Je discutais, il y a peu, du sujet à la mode du moment (pas l’affaire Woerth, elle est déjà passée aux oubliettes), le «  problème des roms ». Au cours de cette conversation, dans laquelle je tâchais de défendre mon point de vue, je me trouvai abasourdi par l’incompréhension mutuelle à laquelle nous étions tous deux confrontés : alors que mon contradicteur me passait par le menu les exactions commises par certains individus de cette communauté, j’essayais en vain de lui faire comprendre que celles-ci n’étaient absolument pas représentatives de la communauté dans son ensemble, et qu’on trouvait des délinquants dans toutes les couches de la société, dans toutes les communautés.

[CONSIGNES]
- A) Recopiez fidèlement le passage de l'extrait qui va de « Je discutais, il » jusqu'à « toutes les communautés. » inclus.
- B) D'après l'extrait, quelle affaire est déjà passée aux oubliettes ?
- C) Prolongez l'extrait sur le « problème des roms » au-delà de sa dernière phrase.
Les enregistrements forment un matériau distinct de l'extrait.

[JEU DE DONNÉES]
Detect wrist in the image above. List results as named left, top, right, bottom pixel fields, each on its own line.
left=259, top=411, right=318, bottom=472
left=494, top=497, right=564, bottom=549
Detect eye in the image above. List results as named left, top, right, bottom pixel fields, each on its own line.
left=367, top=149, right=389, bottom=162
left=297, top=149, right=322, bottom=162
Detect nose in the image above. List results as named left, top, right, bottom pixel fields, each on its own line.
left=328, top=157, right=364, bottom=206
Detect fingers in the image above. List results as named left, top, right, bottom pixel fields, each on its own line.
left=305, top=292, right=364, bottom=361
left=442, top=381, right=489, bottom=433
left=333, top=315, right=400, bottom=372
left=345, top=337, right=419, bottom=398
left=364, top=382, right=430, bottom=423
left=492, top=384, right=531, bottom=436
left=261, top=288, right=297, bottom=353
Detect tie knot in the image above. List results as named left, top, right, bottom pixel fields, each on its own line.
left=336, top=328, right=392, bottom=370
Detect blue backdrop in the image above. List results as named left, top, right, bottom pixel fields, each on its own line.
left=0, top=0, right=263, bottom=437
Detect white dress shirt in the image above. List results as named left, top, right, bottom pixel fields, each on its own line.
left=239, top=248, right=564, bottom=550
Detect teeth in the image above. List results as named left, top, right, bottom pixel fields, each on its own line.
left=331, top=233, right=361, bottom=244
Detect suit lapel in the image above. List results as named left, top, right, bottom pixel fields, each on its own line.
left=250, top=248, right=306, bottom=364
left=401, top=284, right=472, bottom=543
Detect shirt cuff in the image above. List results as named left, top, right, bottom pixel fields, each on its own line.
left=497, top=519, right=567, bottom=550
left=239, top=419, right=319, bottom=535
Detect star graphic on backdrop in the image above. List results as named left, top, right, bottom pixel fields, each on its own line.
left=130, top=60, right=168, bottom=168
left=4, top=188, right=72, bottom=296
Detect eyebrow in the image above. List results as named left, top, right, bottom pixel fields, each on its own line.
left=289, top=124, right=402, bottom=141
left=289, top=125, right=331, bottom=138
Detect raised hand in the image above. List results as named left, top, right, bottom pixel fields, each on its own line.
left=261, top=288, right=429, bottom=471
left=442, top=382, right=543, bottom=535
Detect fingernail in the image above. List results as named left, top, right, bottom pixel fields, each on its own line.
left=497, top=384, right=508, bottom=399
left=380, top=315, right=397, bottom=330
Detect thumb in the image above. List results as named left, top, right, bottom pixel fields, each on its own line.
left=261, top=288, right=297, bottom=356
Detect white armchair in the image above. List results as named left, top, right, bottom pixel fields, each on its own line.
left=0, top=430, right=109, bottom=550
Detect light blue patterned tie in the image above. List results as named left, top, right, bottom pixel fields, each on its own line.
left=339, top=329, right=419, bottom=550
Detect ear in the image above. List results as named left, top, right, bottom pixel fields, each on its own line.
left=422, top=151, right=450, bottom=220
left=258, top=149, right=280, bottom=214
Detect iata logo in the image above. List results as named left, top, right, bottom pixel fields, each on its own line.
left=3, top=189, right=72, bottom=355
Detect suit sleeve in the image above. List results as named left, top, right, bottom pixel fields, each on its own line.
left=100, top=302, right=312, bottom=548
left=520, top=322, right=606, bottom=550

[RÉPONSES]
- A)
Je discutais, il y a peu, du sujet à la mode du moment (pas l’affaire Woerth, elle est déjà passée aux oubliettes), le «  problème des roms ». Au cours de cette conversation, dans laquelle je tâchais de défendre mon point de vue, je me trouvai abasourdi par l’incompréhension mutuelle à laquelle nous étions tous deux confrontés : alors que mon contradicteur me passait par le menu les exactions commises par certains individus de cette communauté, j’essayais en vain de lui faire comprendre que celles-ci n’étaient absolument pas représentatives de la communauté dans son ensemble, et qu’on trouvait des délinquants dans toutes les couches de la société, dans toutes les communautés.

- B) L'affaire Woerth.

- C)
Mon contradicteur, qui se trouve être une personne intelligente et sensible, embraya alors sur les différences culturelles qui nous séparaient de cette communauté, qui selon lui ne respectait ni les lois françaises, ni les animaux, ni les êtres humains n’appartenant pas à leur communauté. Ne désirant ni s’insérer, ni travailler, ni respecter la loi, ils exigeaient de la part du gouvernement français des terrains, de l’électricité et de l’eau, tout cela gratuitement, sans compter les dégradations qui s’ensuivaient inévitablement à leur départ, départ de plus monnayé par la contribution publique, avec une somme qu’ils s’empresseraient de dépenser là -bas avant de revenir presque aussitôt sur le territoire français.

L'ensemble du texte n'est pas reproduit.